§ Enunciado 1: Transcribe del texto sobre la Transición todo lo que va desde "En mi experiencia, cuando" hasta "un conflicto civil.".

---

En mi experiencia, cuando abogados y políticos partidistas organizan una tremolina de argumentos vociferantes, confusos y falaces, en lugar de cherché la femme –ou l’homme, habría que decir hoy para cumplir con la cursilería y beatería política reinantes- cherché le pouvoir. Porque hay, en efecto, algunos avisados que conocen el percal y no les inquieta una dosis subida de deshonestidad intelectual, amplificada con desinformación mediática, si con ello contribuyen a maximizar su poder. Para estos profesionales del poder, el franquismo es el pretexto. El texto, el objetivo a batir es la Transición. Pero no la Transición como proceso político, puesto que aquello también terminó hace casi treinta años. Se trata más bien –y esto es lo inquietante- de la Transición como una idea de la democracia: la democracia como pacto y acuerdo que viene a clausurar y cauterizar un conflicto civil.

---

§ Enunciado 2: Extrae del listado cada línea que contenga la cadena "dark", distinguiendo entre mayúsculas y minúsculas.

Registros
---

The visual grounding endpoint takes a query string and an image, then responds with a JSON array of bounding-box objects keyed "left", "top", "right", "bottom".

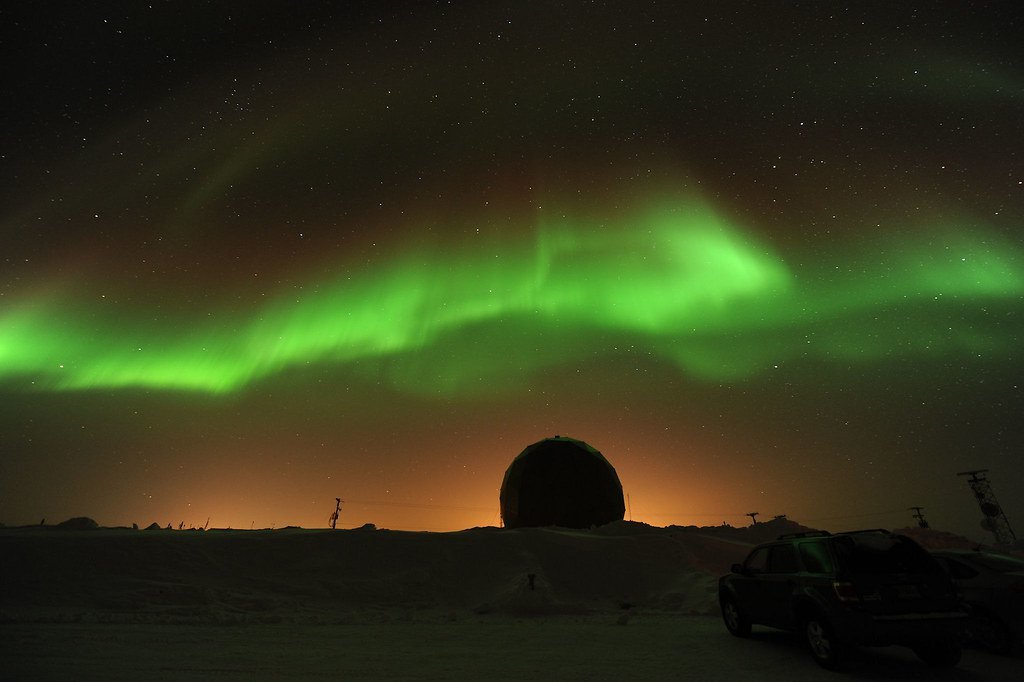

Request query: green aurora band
[{"left": 0, "top": 202, "right": 1024, "bottom": 395}]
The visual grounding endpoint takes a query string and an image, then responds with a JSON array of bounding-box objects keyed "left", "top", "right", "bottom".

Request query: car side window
[
  {"left": 800, "top": 543, "right": 835, "bottom": 573},
  {"left": 768, "top": 545, "right": 800, "bottom": 573},
  {"left": 743, "top": 547, "right": 768, "bottom": 573}
]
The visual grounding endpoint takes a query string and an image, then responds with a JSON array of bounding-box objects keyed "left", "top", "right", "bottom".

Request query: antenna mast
[
  {"left": 906, "top": 507, "right": 931, "bottom": 528},
  {"left": 956, "top": 469, "right": 1017, "bottom": 545},
  {"left": 331, "top": 498, "right": 344, "bottom": 530}
]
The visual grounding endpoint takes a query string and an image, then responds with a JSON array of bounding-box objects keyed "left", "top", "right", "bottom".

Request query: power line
[{"left": 345, "top": 493, "right": 494, "bottom": 512}]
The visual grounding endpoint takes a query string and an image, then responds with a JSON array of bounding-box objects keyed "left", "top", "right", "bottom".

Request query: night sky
[{"left": 0, "top": 1, "right": 1024, "bottom": 539}]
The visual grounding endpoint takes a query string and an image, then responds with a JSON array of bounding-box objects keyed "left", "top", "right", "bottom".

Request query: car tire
[
  {"left": 802, "top": 613, "right": 847, "bottom": 670},
  {"left": 913, "top": 640, "right": 964, "bottom": 668},
  {"left": 967, "top": 613, "right": 1014, "bottom": 653},
  {"left": 721, "top": 595, "right": 751, "bottom": 637}
]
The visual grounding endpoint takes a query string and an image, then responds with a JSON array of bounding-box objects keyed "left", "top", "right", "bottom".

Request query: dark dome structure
[{"left": 501, "top": 436, "right": 626, "bottom": 528}]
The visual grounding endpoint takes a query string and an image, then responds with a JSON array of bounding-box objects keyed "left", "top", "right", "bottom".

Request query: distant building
[{"left": 501, "top": 436, "right": 626, "bottom": 528}]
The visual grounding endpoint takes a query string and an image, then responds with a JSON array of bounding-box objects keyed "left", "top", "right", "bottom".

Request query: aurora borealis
[{"left": 0, "top": 2, "right": 1024, "bottom": 536}]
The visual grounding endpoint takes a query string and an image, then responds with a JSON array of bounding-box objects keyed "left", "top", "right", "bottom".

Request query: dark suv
[{"left": 718, "top": 529, "right": 966, "bottom": 669}]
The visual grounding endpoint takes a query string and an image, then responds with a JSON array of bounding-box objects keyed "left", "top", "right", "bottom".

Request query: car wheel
[
  {"left": 913, "top": 640, "right": 964, "bottom": 668},
  {"left": 967, "top": 613, "right": 1014, "bottom": 653},
  {"left": 804, "top": 614, "right": 846, "bottom": 670},
  {"left": 722, "top": 596, "right": 751, "bottom": 637}
]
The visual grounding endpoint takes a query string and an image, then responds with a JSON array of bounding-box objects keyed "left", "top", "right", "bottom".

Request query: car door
[
  {"left": 732, "top": 547, "right": 768, "bottom": 623},
  {"left": 759, "top": 543, "right": 800, "bottom": 628}
]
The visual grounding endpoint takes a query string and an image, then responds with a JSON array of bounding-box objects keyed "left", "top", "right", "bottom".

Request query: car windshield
[
  {"left": 964, "top": 552, "right": 1024, "bottom": 573},
  {"left": 834, "top": 534, "right": 942, "bottom": 573}
]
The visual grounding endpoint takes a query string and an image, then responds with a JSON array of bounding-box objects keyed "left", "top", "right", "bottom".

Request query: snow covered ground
[{"left": 0, "top": 523, "right": 1024, "bottom": 680}]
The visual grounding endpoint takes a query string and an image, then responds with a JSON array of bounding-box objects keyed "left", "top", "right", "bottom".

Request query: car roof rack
[{"left": 776, "top": 530, "right": 831, "bottom": 540}]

---

§ Salida completa 1:
En mi experiencia, cuando abogados y políticos partidistas organizan una tremolina de argumentos vociferantes, confusos y falaces, en lugar de cherché la femme –ou l’homme, habría que decir hoy para cumplir con la cursilería y beatería política reinantes- cherché le pouvoir. Porque hay, en efecto, algunos avisados que conocen el percal y no les inquieta una dosis subida de deshonestidad intelectual, amplificada con desinformación mediática, si con ello contribuyen a maximizar su poder. Para estos profesionales del poder, el franquismo es el pretexto. El texto, el objetivo a batir es la Transición. Pero no la Transición como proceso político, puesto que aquello también terminó hace casi treinta años. Se trata más bien –y esto es lo inquietante- de la Transición como una idea de la democracia: la democracia como pacto y acuerdo que viene a clausurar y cauterizar un conflicto civil.

§ Salida completa 2:
Request query: dark dome structure
Request query: dark suv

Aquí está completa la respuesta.